Task instructions: Everything in the listing below should be repeated verbatim, apart from the pictures.

+--

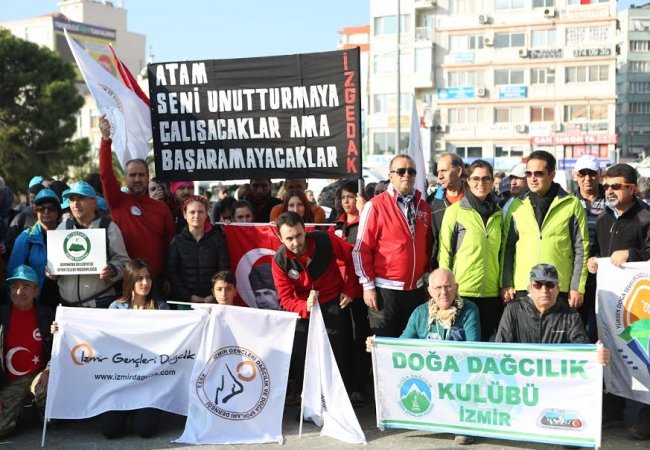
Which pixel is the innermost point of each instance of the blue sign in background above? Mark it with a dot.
(456, 93)
(513, 91)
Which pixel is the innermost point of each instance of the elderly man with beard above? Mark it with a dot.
(623, 235)
(146, 224)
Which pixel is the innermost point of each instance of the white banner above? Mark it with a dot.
(324, 398)
(239, 382)
(623, 313)
(504, 391)
(76, 252)
(105, 360)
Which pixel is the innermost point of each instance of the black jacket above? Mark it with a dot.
(522, 322)
(630, 232)
(191, 264)
(44, 317)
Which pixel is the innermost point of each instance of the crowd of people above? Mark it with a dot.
(475, 259)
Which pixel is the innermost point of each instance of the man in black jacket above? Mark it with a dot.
(27, 346)
(623, 235)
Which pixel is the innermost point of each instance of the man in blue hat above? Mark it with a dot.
(92, 290)
(31, 246)
(27, 346)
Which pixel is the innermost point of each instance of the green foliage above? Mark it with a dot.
(38, 106)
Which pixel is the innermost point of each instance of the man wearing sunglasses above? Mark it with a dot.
(393, 250)
(623, 235)
(538, 318)
(547, 225)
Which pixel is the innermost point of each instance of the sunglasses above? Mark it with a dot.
(536, 174)
(481, 179)
(587, 173)
(616, 186)
(548, 284)
(44, 208)
(403, 171)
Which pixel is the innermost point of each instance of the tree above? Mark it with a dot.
(38, 106)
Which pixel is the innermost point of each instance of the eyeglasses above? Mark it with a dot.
(50, 208)
(587, 173)
(446, 287)
(403, 170)
(536, 174)
(616, 186)
(540, 284)
(481, 179)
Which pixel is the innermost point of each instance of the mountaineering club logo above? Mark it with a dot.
(415, 396)
(76, 246)
(235, 384)
(633, 320)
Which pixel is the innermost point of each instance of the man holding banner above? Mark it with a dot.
(623, 235)
(305, 271)
(27, 345)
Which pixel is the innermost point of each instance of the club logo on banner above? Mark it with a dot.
(280, 116)
(508, 391)
(235, 384)
(623, 308)
(76, 246)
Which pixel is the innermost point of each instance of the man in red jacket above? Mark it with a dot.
(305, 271)
(146, 224)
(393, 250)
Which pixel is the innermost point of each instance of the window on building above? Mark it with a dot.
(423, 60)
(384, 143)
(584, 113)
(543, 38)
(465, 42)
(466, 115)
(509, 114)
(583, 74)
(385, 103)
(639, 46)
(467, 7)
(508, 76)
(465, 78)
(542, 114)
(587, 35)
(639, 87)
(542, 75)
(508, 40)
(388, 24)
(508, 4)
(639, 66)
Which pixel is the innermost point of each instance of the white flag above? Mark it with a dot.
(129, 116)
(324, 399)
(416, 152)
(239, 382)
(106, 360)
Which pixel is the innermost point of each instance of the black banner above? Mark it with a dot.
(281, 116)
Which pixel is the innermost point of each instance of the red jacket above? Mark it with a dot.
(385, 254)
(146, 224)
(293, 279)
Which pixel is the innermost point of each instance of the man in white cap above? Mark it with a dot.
(592, 197)
(518, 185)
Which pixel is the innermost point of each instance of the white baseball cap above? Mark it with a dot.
(587, 162)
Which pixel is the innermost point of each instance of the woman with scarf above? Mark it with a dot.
(470, 240)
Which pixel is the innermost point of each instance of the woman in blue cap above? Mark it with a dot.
(31, 245)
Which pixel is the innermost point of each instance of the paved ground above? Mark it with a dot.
(84, 434)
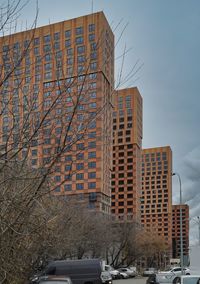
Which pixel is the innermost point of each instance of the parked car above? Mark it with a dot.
(106, 277)
(80, 271)
(172, 276)
(54, 280)
(114, 273)
(177, 271)
(190, 279)
(123, 275)
(149, 271)
(128, 271)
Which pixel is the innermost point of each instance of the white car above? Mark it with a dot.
(128, 271)
(190, 279)
(114, 273)
(177, 271)
(123, 275)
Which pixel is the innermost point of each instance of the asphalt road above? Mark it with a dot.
(136, 280)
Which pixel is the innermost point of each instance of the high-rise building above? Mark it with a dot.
(156, 195)
(176, 233)
(127, 140)
(56, 87)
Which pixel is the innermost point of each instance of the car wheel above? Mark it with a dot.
(177, 280)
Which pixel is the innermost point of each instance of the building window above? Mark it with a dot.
(91, 165)
(81, 49)
(91, 37)
(68, 33)
(91, 144)
(91, 27)
(91, 185)
(67, 42)
(56, 36)
(47, 38)
(79, 30)
(79, 176)
(91, 155)
(57, 178)
(68, 187)
(92, 175)
(79, 40)
(93, 66)
(80, 156)
(79, 186)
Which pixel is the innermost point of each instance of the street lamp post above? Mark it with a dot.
(181, 223)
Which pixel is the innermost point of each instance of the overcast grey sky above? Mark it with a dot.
(164, 37)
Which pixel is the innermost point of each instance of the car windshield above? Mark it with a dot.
(191, 280)
(54, 282)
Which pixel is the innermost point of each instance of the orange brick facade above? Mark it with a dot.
(127, 139)
(156, 197)
(64, 81)
(176, 230)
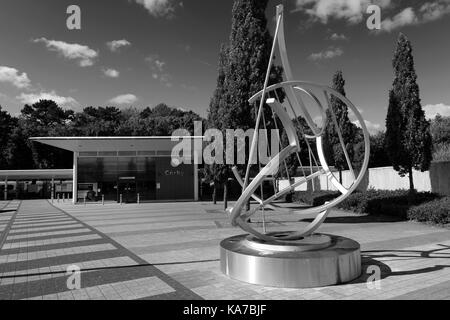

+--

Exercise answer:
Which pixel is the innermost point of each instance of the blue sign in background above? Mark it with a dot.
(456, 93)
(513, 91)
Which pixel is the innermost point of each instance of the elderly man with beard above? Mark it with a dot.
(623, 235)
(146, 224)
Which pixel is the innermost point of each instance of the white banner above? Mark it with a dot.
(324, 398)
(239, 382)
(623, 313)
(504, 391)
(76, 252)
(105, 360)
Which pixel is the innermost point of each instance of the black jacket above? Mark it with a dot.
(522, 322)
(630, 232)
(191, 264)
(44, 317)
Which pixel is the innermost point of each instance of the crowd of people above? Mark it with a dot.
(475, 259)
Which pixel is the innermost point of each instance of the man in black jacket above? Mark it with a dot.
(27, 346)
(623, 235)
Which pixel is the innermost point of each instance of the man in blue hat above? Mark it with a dot.
(92, 290)
(31, 246)
(27, 346)
Which pixel is the innermost point of each instance of the green foliage above? Mark it with a dot.
(38, 106)
Which pixel is the innermost point of each instance of the man wearing sunglasses above? Mark it with a dot.
(393, 250)
(623, 235)
(538, 318)
(547, 225)
Which pixel is the innermost point of each instance of the sunglasses above? Mark it with a dot.
(536, 174)
(481, 179)
(587, 173)
(616, 186)
(548, 284)
(44, 208)
(403, 171)
Which pixel is the innermost point of each instance of the tree above? Mark it with a dot.
(38, 106)
Which pixel is the innermost point of each instance of the eyeglasses above? Mark it with a dot.
(50, 208)
(587, 173)
(446, 287)
(403, 170)
(536, 174)
(616, 186)
(540, 284)
(481, 179)
Which pixel is the innermost point of each instance of the mountaineering club logo above? Mark it with a dot.
(415, 396)
(76, 246)
(235, 384)
(633, 320)
Which pixel is the innermost point of each instance of the man holding banner above? Mark it with a dot.
(623, 235)
(305, 271)
(27, 345)
Which pixel is the innermost point of each instance of the club logo on banner above? Mark it with a dot.
(280, 116)
(508, 391)
(235, 384)
(623, 308)
(76, 246)
Which pixel is the innermost point of each instance of the man in red jacket above? Mark it with a dot.
(305, 271)
(146, 224)
(393, 250)
Which pixel is the innermost point of each instance of the window on building above? Mark it with a dot.
(423, 60)
(384, 143)
(584, 113)
(543, 38)
(465, 42)
(466, 115)
(509, 114)
(583, 74)
(385, 103)
(639, 46)
(467, 7)
(508, 76)
(465, 78)
(542, 114)
(587, 35)
(639, 87)
(542, 75)
(508, 40)
(388, 24)
(508, 4)
(639, 66)
Which pixel is the innermost point of each instance of the white flag above? Mark it with a dot.
(129, 116)
(324, 399)
(416, 152)
(239, 382)
(106, 360)
Which pixel is the innermost point of each instance of the black banner above? Mark it with a dot.
(281, 116)
Which pixel is the innermost point of each instance of the red jacket above? Mark it with a dot.
(385, 254)
(146, 224)
(293, 279)
Which pixel is the innermost point of each instance of the man in white cap above? Mark it with a dot.
(592, 197)
(518, 185)
Which pixel is the innermost point of each instance of the white baseball cap above? Mark it with a dot.
(587, 162)
Which pixel is the innermost point of each instance of the woman with scarf above? Mark it with a dot.
(470, 240)
Which pixel is the innermost point of each instance of the woman in blue cap above? Mark it with a dot.
(31, 245)
Which pixel is the innermost point of each instance of the paved ground above? Mark it with a dot.
(84, 434)
Which pixel is the innermost point of each instance of the parked car above? Mark it with a dot.
(106, 277)
(80, 271)
(172, 276)
(54, 280)
(114, 273)
(177, 271)
(190, 279)
(123, 275)
(149, 271)
(128, 271)
Which pixel is the innermost point of each instance of the white car above? Mark it with a dot.
(128, 271)
(190, 279)
(114, 273)
(177, 271)
(123, 275)
Which pixel is the innermost point of each instance of the asphalt road above? Mark it with a dot.
(136, 280)
Which pixel is the innermost point of each instance of the high-rise building above? Mark it with a dot.
(156, 195)
(176, 233)
(127, 140)
(56, 87)
Which pixel is the innermost point of each instance of the car wheel above? Mark it with a dot.
(177, 280)
Which pixel is the innermost point of each instance of the building window above? Mark it with a dot.
(91, 165)
(81, 49)
(91, 37)
(68, 33)
(91, 144)
(91, 27)
(91, 185)
(67, 42)
(56, 36)
(47, 38)
(79, 30)
(79, 176)
(91, 155)
(57, 178)
(68, 187)
(92, 175)
(79, 40)
(93, 66)
(80, 156)
(79, 186)
Which pixel is the innermost point of each instance of the street lamp post above? Mark it with a dot.
(181, 223)
Which pixel is the innermost point of each instance of the overcast grey sky above? Mark it with a dot.
(164, 37)
Which pixel is the innermost point of each instance of the car windshield above? Mark it with a dot.
(191, 280)
(54, 282)
Which pixel is the innermost point of each instance of the orange brick facade above? Mark it with a dot.
(127, 139)
(156, 197)
(64, 81)
(176, 230)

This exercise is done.